=== ESERCIZIO BREVE 1 ===
Ricopia parola per parola una parte del brano sul ricorso della cooperativa. Comincia dalle parole "I due motivi" e fermati dopo le parole "richiamate dalla Finanza.".
------------------------------------
Circostanza che, a parere dell’odierna ricorrente, non sarebbe avvenuta.

Con il secondo motivo del ricorso, la cooperativa ricorrente ha denunciato “violazione e falsa applicazione del D.P.R. 29 settembre 1973, n. 600, art. 42 e degli artt. 2697, 2700 e 2729 cod. civ..

Insufficiente motivazione su un punto decisivo della controversia (art. 360 cod. proc. civ., nn. 3 e 5)”.

Il giudice di seconde cure avrebbe insistito nell’affermare la legittimità di un accertamento fondato su un procedimento verbale il quale avrebbe soltanto determinato della presunzioni, ricavando, poi, da queste altre presunzioni.

La ricostruzione resa dalla Guardia di Finanza sarebbe del tutto infondata perchè, sul piano motivazionale, risulterebbe essere entrata nel merito della questione, nella parte “in diritto” della vicenda, formulando ragioni e valutazioni giuridiche assolutamente non consentite. Nel caso di specie, nel citato processo verbale sarebbe possibile riscontrare delle “costruzioni giuridiche” implicanti una serie di riflessioni critiche che avrebbero dovuto essere demandate alla competenza inderogabile dell’Ufficio accertatore.

Le valutazioni dei verbalizzanti non potrebbero ritenersi coperte da efficacia probatoria privilegiata, ex art. 2700 c.c.; motivo per cui gli Uffici finanziari sarebbero tenuti ad operare una valutazione critica dei dati e degli elementi informativi loro forniti dagli organi competenti a svolgere le indagini ispettive.

Nel caso di specie, invece, l’Ufficio avrebbe recepito acriticamente una serie di elementi puramente indiziari, rendendo, quindi, incomprensibili le ragioni che avrebbero condotto i giudici del secondo grado a ravvisare in tali elementi una base incontestabile onde legittimare gli opposti avvisi di accertamento.

I due motivi possono essere oggetto di trattazione congiunta, essendo strutturalmente connessi.

I motivi di censura sono infondati.

Nello stesso ricorso si da atto di aver avuto conoscenza del processo di constatazione emesso a suo carico.

Si evidenzia unicamente che, degli esiti riportati nell’attività di indagine che ha coinvolto altri soggetti, non ha avuto completa cognizione, non conoscendone il contenuto se non nelle parti richiamate dalla Finanza.
------------------------------------
=== ESERCIZIO BREVE 2 ===
Cita esattamente le righe riportate più sotto. Parti da quella che contiene "The tall cypress" e arriva fino all'ultima riga, inclusa.

Voci elencate in un dataset
------------------------------------
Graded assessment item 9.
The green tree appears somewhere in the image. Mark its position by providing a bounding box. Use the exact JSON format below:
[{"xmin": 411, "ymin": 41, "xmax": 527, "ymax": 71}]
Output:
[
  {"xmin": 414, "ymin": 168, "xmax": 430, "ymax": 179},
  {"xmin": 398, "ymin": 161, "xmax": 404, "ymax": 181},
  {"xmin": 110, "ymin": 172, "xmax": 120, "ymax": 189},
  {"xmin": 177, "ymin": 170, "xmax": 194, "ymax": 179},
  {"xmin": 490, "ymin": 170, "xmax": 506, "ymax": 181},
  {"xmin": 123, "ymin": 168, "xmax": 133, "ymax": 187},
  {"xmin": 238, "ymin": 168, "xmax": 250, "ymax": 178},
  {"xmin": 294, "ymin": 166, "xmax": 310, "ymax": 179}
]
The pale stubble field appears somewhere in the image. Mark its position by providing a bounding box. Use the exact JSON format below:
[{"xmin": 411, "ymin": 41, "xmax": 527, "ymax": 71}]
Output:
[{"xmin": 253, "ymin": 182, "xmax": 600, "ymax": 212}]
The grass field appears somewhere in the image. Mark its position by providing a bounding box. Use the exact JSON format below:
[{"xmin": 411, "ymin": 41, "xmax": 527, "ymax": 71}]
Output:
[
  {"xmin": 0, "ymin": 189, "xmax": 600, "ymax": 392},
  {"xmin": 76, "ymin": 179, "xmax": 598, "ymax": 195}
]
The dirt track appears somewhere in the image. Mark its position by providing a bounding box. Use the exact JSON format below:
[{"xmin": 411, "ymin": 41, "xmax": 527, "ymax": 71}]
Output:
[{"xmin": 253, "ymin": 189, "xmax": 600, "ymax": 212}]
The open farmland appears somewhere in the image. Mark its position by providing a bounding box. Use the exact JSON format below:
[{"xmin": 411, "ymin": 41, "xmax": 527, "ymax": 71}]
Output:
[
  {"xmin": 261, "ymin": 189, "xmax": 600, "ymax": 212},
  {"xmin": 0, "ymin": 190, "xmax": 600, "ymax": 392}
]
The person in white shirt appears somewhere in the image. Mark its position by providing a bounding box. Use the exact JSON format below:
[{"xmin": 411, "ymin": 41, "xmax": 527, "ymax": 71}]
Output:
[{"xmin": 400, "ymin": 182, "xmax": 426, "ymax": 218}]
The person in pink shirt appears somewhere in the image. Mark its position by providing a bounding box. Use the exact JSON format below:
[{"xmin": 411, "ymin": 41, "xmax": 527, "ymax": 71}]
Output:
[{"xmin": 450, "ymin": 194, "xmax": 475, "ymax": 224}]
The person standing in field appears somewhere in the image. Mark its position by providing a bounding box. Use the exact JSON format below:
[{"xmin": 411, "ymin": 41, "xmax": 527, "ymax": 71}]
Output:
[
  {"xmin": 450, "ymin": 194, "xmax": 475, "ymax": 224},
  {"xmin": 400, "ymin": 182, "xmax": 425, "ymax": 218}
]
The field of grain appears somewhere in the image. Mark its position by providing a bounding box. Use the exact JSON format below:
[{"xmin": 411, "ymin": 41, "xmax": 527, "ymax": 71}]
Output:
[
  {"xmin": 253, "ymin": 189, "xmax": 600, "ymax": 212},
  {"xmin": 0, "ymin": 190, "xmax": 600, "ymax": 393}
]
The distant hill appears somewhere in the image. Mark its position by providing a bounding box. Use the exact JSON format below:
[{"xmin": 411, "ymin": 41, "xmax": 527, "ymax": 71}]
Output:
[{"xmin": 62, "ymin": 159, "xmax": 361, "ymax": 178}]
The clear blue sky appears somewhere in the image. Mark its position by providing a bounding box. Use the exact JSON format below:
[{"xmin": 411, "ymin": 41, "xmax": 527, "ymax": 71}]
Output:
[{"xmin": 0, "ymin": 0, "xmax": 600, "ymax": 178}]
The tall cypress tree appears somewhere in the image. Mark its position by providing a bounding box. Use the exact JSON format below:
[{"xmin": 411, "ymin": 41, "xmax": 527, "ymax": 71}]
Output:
------------------------------------
=== RISPOSTA COMPLETA 1 ===
I due motivi possono essere oggetto di trattazione congiunta, essendo strutturalmente connessi.

I motivi di censura sono infondati.

Nello stesso ricorso si da atto di aver avuto conoscenza del processo di constatazione emesso a suo carico.

Si evidenzia unicamente che, degli esiti riportati nell’attività di indagine che ha coinvolto altri soggetti, non ha avuto completa cognizione, non conoscendone il contenuto se non nelle parti richiamate dalla Finanza.

=== RISPOSTA COMPLETA 2 ===
The tall cypress tree appears somewhere in the image. Mark its position by providing a bounding box. Use the exact JSON format below:
[{"xmin": 411, "ymin": 41, "xmax": 527, "ymax": 71}]
Output:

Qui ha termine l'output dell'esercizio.